▸ SOURCE EXTRACT:
The tragic romance that shaped Meryl Streep’s life

The tragic romance that shaped Meryl Streep’s life

 

 

In 1978, a young Meryl Streep was on the verge of becoming the greatest actress of her generation. She was also about to lose the love of her life.

“She doesn’t talk about it much,” says Michael Schulman, who explores this time in his new biography “Her Again.” “But that year was so wildly eventful and dramatic in her life. It was instrumental in shaping who she was as a person and an actor.”

Streep was 29 years old, a gosling in the New York theater world. She was living in a loft on Franklin Street with her boyfriend, actor John Cazale. He was 14 years her senior and a legend among his peers.
“I learned more about acting from John than anybody,” Al Pacino has said. “All I wanted to do was work with John for the rest of my life. He was my acting partner.”

Streep and Cazale met in 1976, when they were cast opposite each other in “Measure for Measure” in Central Park. By then, Cazale was not quite a star — he lacked that ephemeral quality — but he was regarded, in the industry, as a rare talent, in demand among the great directors of the era.

He was Fredo in “The Godfather” and “The Godfather Part II,” and had lead roles in “The Conversation” and “Dog Day Afternoon.” Of the five movies he starred in, all would be nominated for Best Picture, and three would win.

“One of the things I loved about the casting of John Cazale,” said “Dog Day” director Sidney Lumet, “was that he had a tremendous sadness about him. I don’t know where it came from; I don’t believe in invading the privacy of the actors I work with or getting into their heads. But my God, it’s there — every shot of him.”

▸ INFORMATION SUPPLIED:
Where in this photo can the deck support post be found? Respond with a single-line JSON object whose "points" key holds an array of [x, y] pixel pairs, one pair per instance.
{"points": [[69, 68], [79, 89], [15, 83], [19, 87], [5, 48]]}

▸ TO DO:
**1)** Answer these from the article on Meryl Streep and John Cazale:
(a) On which street was the loft Streep shared with Cazale?
(b) In which play were the two first cast opposite each other?
(c) Of the five movies Cazale starred in, how many would win Best Picture?
**2)** Extend the article on Meryl Streep and John Cazale past its final sentence.
Nothing in the listing is needed for this work.

▸ WRITTEN ANSWERS:
**1)**
(a) Franklin Street
(b) "Measure for Measure," in Central Park
(c) Three

**2)**
“Time moved differently for John Cazale,” Schulman writes. “Everything went slower. He wasn’t dim, not by a long shot. But he was meticulous, sometimes maddeningly so.”

He was known among directors as “20 Questions,” because he wanted detailed back story on all his characters. Pacino said a simple dinner with Cazale would become epic: “I mean, you’d be done — washed, finished and in bed — before he got halfway through his meal. Then the cigar would come out. He’d look at it, light it, taste it. Then finally smoke it.”

And then there were his unusual looks, so perfect for the misfits of ’70s cinema: attenuated frame, high forehead, prominent nose. Sad, black eyes.

Streep fell for him instantly. He was equally knocked out.
“Once he was in that play,” actor Marvin Starkman said, “the only thing he talked about was her.”

In looks and manner, Cazale was completely foreign to the young Streep.

“He wasn’t like anybody I’d ever met,” she said later. “It was the specificity of him, and his sort of humanity and his curiosity about people, his compassion.”

Of the two, Cazale was the famous one, but they were still starving artists. Cazale would take Streep to dinner in Little Italy, where restaurant owners, awed to have Fredo in the room, insisted they eat for free.

“They were great to look at, because they were kind of funny-looking, both of them,” said the playwright Israel Horovitz. “They were lovely in their way, but it was a really quirky couple. They were head-turners, but not because, ‘Wow, is she a beauty!’ ”

As Schulman writes, “the romance moved as fast as John moved slow,” and they were soon living happily together in Cazale’s Tribeca loft.

They were the envy of the New York theater world — she the most naturally gifted actress in generations, he the most naturally gifted actor, legendary director Joe Papp their patron — until one day in May 1977.

Cazale, who was in previews for “Agamemnon” uptown, had been feeling ill enough to miss performances. Papp was concerned enough to get Cazale an emergency appointment with his own doctor on the Upper East Side.

Within days, Streep and Cazale were sitting in the doctor’s office with Joe and Gail Papp. The diagnosis: Cazale had terminal lung cancer. It had spread throughout his body.

They sat there, Gail Papp said, feeling “like you’ve been struck dead on the spot.”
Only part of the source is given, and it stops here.